* WHAT TO PRODUCE
Repeat the entries below exactly as they appear, with no pictures.

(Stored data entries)
━━━━

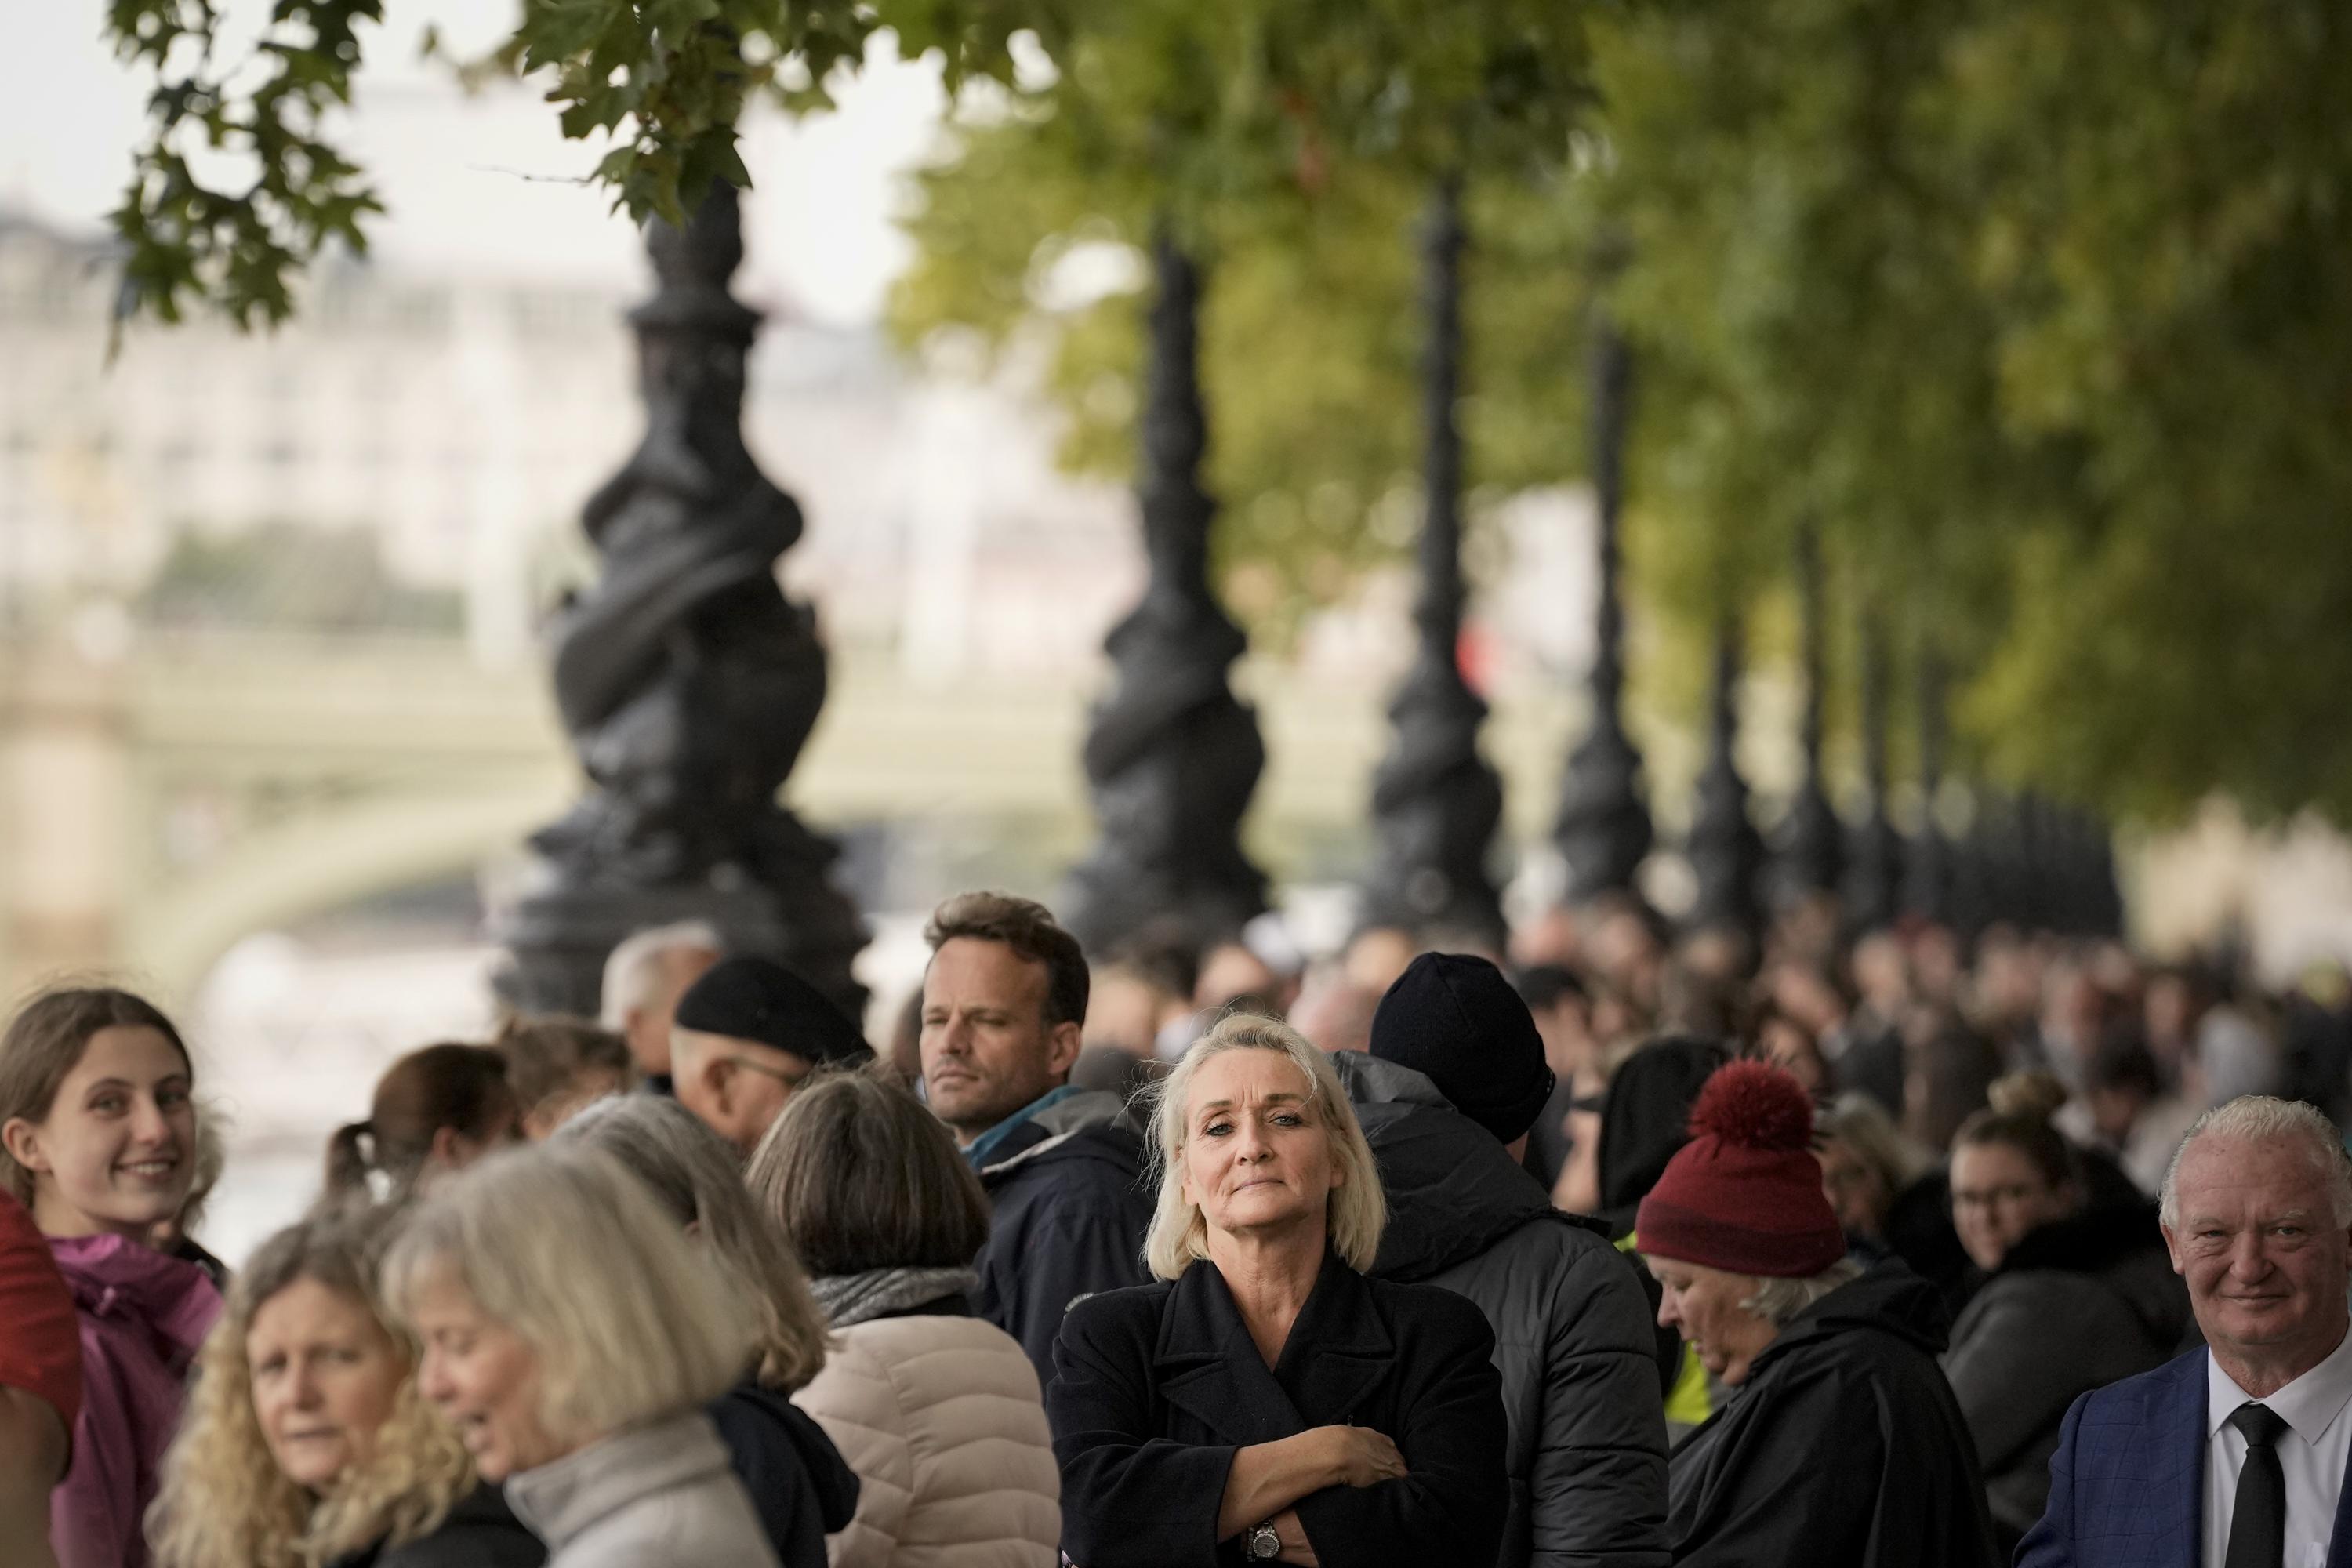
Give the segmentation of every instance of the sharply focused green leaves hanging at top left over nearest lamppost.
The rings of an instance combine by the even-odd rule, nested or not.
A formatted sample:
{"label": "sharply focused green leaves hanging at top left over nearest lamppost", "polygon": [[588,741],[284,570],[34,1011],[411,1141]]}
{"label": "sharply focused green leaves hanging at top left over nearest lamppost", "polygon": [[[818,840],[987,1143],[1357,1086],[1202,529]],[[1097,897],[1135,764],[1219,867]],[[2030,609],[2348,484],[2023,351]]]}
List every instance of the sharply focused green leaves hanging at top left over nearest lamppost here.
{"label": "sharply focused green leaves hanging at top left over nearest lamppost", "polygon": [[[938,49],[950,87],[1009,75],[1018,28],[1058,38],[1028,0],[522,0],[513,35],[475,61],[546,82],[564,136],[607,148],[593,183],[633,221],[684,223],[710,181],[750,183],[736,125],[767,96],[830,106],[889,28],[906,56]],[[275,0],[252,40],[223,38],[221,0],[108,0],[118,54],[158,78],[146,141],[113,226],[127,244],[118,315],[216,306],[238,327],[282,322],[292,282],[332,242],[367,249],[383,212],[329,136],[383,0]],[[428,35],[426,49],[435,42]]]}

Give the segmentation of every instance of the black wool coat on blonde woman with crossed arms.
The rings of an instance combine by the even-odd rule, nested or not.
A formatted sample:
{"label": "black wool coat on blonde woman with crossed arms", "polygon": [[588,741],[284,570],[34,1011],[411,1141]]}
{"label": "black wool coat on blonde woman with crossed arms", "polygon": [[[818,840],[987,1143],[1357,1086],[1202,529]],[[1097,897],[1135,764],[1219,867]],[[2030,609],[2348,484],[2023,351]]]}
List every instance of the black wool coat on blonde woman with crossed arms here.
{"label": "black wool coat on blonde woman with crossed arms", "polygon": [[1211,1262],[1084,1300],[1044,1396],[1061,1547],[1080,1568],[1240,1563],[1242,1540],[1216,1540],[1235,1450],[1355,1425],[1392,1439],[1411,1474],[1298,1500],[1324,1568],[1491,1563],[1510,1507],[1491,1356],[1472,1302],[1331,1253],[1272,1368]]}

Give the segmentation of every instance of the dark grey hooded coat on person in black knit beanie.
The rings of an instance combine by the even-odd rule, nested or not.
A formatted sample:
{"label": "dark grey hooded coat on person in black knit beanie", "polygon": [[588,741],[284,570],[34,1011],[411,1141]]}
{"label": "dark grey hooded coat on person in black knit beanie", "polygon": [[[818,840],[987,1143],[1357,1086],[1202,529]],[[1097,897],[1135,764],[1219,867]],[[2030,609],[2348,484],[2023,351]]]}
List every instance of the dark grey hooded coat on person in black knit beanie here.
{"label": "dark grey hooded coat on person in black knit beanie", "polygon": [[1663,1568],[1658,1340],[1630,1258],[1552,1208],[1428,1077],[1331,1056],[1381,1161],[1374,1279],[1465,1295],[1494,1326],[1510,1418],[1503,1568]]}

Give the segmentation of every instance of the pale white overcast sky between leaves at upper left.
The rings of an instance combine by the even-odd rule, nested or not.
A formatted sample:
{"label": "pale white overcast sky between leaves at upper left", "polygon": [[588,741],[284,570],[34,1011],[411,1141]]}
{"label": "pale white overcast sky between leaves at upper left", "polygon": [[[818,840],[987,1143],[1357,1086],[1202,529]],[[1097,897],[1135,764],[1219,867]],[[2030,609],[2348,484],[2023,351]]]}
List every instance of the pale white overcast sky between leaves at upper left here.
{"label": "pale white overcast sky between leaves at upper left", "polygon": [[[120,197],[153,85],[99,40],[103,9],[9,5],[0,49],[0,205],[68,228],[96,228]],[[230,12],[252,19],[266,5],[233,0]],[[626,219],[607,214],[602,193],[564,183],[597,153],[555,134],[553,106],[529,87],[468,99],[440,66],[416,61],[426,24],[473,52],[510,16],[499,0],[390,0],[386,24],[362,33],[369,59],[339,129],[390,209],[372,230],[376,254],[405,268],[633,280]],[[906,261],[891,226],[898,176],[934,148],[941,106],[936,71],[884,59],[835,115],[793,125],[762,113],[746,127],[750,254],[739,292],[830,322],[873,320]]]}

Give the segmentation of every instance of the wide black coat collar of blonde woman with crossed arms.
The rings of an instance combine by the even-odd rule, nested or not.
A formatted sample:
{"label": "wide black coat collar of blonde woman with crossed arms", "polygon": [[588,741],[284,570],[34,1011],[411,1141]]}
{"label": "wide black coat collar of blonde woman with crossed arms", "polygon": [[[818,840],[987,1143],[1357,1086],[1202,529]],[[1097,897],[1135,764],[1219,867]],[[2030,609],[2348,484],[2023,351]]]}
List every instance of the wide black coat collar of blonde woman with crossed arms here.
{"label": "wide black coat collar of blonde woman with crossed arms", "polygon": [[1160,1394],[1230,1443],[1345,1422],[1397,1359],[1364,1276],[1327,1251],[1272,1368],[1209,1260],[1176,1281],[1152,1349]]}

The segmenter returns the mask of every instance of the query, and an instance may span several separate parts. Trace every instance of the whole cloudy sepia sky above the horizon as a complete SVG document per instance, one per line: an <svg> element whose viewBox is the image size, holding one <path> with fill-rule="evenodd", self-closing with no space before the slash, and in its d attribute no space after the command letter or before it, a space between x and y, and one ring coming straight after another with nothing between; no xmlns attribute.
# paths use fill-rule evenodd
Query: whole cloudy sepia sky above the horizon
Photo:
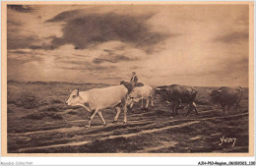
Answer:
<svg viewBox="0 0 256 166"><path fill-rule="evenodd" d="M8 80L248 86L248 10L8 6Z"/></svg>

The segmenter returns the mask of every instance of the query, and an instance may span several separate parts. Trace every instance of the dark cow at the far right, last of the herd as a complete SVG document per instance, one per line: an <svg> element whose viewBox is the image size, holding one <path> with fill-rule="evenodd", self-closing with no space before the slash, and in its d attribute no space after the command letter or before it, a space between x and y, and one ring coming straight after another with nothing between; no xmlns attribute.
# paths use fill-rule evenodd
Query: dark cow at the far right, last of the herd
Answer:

━━━━

* EXERCISE ANSWER
Give the segmentation of every instance of the sharply focused green leaves hanging at top left over nearest lamppost.
The rings of an instance combine by the even-odd rule, nested or not.
A formatted sample:
{"label": "sharply focused green leaves hanging at top left over nearest lamppost", "polygon": [[588,741],[284,570],[34,1011],[411,1141]]}
{"label": "sharply focused green leaves hanging at top left over nearest lamppost", "polygon": [[[818,840],[987,1143],[1357,1086],[1202,529]],[[1097,897],[1135,764],[1219,867]],[[2030,609],[2348,484],[2023,351]]]}
List every instance of the sharply focused green leaves hanging at top left over nearest lamppost here.
{"label": "sharply focused green leaves hanging at top left over nearest lamppost", "polygon": [[[938,49],[950,87],[1009,75],[1018,28],[1058,38],[1028,0],[522,0],[513,35],[475,61],[546,82],[564,136],[607,148],[593,183],[633,221],[684,223],[710,181],[750,183],[736,125],[767,96],[830,106],[889,28],[906,56]],[[275,0],[252,40],[223,38],[221,0],[108,0],[118,54],[158,78],[146,141],[113,226],[127,244],[118,315],[216,306],[238,327],[282,322],[292,282],[332,242],[367,249],[383,212],[329,136],[383,0]],[[428,35],[426,49],[435,42]]]}

Give the segmentation of every instance of the black wool coat on blonde woman with crossed arms.
The rings of an instance combine by the even-odd rule, nested or not.
A formatted sample:
{"label": "black wool coat on blonde woman with crossed arms", "polygon": [[588,741],[284,570],[34,1011],[411,1141]]}
{"label": "black wool coat on blonde woman with crossed arms", "polygon": [[[818,840],[987,1143],[1357,1086],[1202,529]],[[1097,897],[1135,764],[1219,867]],[[2030,609],[2348,484],[2023,351]]]}
List every instance of the black wool coat on blonde woman with crossed arms here.
{"label": "black wool coat on blonde woman with crossed arms", "polygon": [[1211,1262],[1084,1300],[1044,1396],[1061,1547],[1080,1568],[1240,1563],[1242,1540],[1216,1540],[1235,1450],[1355,1425],[1392,1439],[1411,1474],[1298,1500],[1324,1568],[1491,1563],[1510,1507],[1491,1356],[1472,1302],[1331,1253],[1272,1368]]}

Give the segmentation of every instance of the dark grey hooded coat on person in black knit beanie.
The rings of an instance combine by the even-odd rule, nested or not.
A formatted sample:
{"label": "dark grey hooded coat on person in black knit beanie", "polygon": [[588,741],[284,570],[34,1011],[411,1141]]}
{"label": "dark grey hooded coat on person in black knit beanie", "polygon": [[[818,840],[987,1143],[1357,1086],[1202,529]],[[1097,897],[1135,764],[1219,867]],[[2030,609],[2348,484],[2023,351]]]}
List every instance of the dark grey hooded coat on person in black knit beanie here.
{"label": "dark grey hooded coat on person in black knit beanie", "polygon": [[1663,1568],[1658,1340],[1630,1258],[1552,1208],[1428,1077],[1331,1056],[1381,1161],[1374,1279],[1465,1295],[1494,1326],[1510,1418],[1503,1568]]}

Give the segmentation of every instance of the pale white overcast sky between leaves at upper left.
The rings of an instance combine by the even-odd rule, nested or not.
A formatted sample:
{"label": "pale white overcast sky between leaves at upper left", "polygon": [[588,741],[284,570],[34,1011],[411,1141]]}
{"label": "pale white overcast sky between leaves at upper left", "polygon": [[[818,840],[987,1143],[1357,1086],[1202,529]],[[1097,897],[1135,764],[1219,867]],[[2030,609],[2348,484],[2023,351]]]}
List every instance of the pale white overcast sky between leaves at upper left here.
{"label": "pale white overcast sky between leaves at upper left", "polygon": [[[120,197],[153,85],[99,40],[103,9],[9,5],[0,49],[0,205],[68,228],[96,228]],[[230,12],[252,19],[266,5],[233,0]],[[626,219],[607,214],[602,193],[564,183],[597,153],[555,134],[553,106],[529,87],[468,99],[440,66],[416,61],[426,24],[473,52],[510,16],[499,0],[390,0],[386,24],[362,33],[369,59],[339,129],[390,209],[372,230],[376,254],[405,268],[633,280]],[[906,261],[891,226],[898,176],[934,148],[941,106],[936,71],[884,59],[835,115],[793,125],[762,113],[746,127],[750,254],[739,292],[830,322],[873,320]]]}

Give the segmentation of every instance of the wide black coat collar of blonde woman with crossed arms.
The rings of an instance combine by the even-odd rule, nested or not.
A formatted sample:
{"label": "wide black coat collar of blonde woman with crossed arms", "polygon": [[588,741],[284,570],[34,1011],[411,1141]]}
{"label": "wide black coat collar of blonde woman with crossed arms", "polygon": [[[818,840],[987,1143],[1357,1086],[1202,529]],[[1097,897],[1135,764],[1219,867]],[[2030,609],[2348,484],[2023,351]]]}
List every instance of the wide black coat collar of blonde woman with crossed arms here.
{"label": "wide black coat collar of blonde woman with crossed arms", "polygon": [[1160,1394],[1230,1443],[1345,1422],[1397,1359],[1364,1276],[1327,1251],[1272,1368],[1209,1260],[1176,1281],[1152,1349]]}

The segmenter returns the mask of every instance of the query, and an instance may span several separate parts. Trace every instance of the whole cloudy sepia sky above the horizon as a complete SVG document per instance, one per line: an <svg> element whose viewBox is the image size, holding one <path> with fill-rule="evenodd", self-closing with no space before the slash, and in its d attribute no space after the command letter or before it, a space between x and y, and one ring coming straight after another with nothing between; no xmlns attribute.
# paths use fill-rule evenodd
Query: whole cloudy sepia sky above the horizon
Photo:
Answer:
<svg viewBox="0 0 256 166"><path fill-rule="evenodd" d="M8 80L248 86L248 10L8 6Z"/></svg>

The segmenter returns the mask of every instance of the query, and an instance may span several separate parts. Trace every instance of the dark cow at the far right, last of the herd as a complete SVG document per instance, one per line: an <svg> element whose viewBox is the image size, holding one <path> with fill-rule="evenodd", self-closing with no space before the slash, and in its d attribute no space after the command letter or before it, a space between x and y, and one ring coming straight after another with nothing between; no xmlns attribute.
# paths use fill-rule evenodd
Query: dark cow at the far right, last of the herd
Answer:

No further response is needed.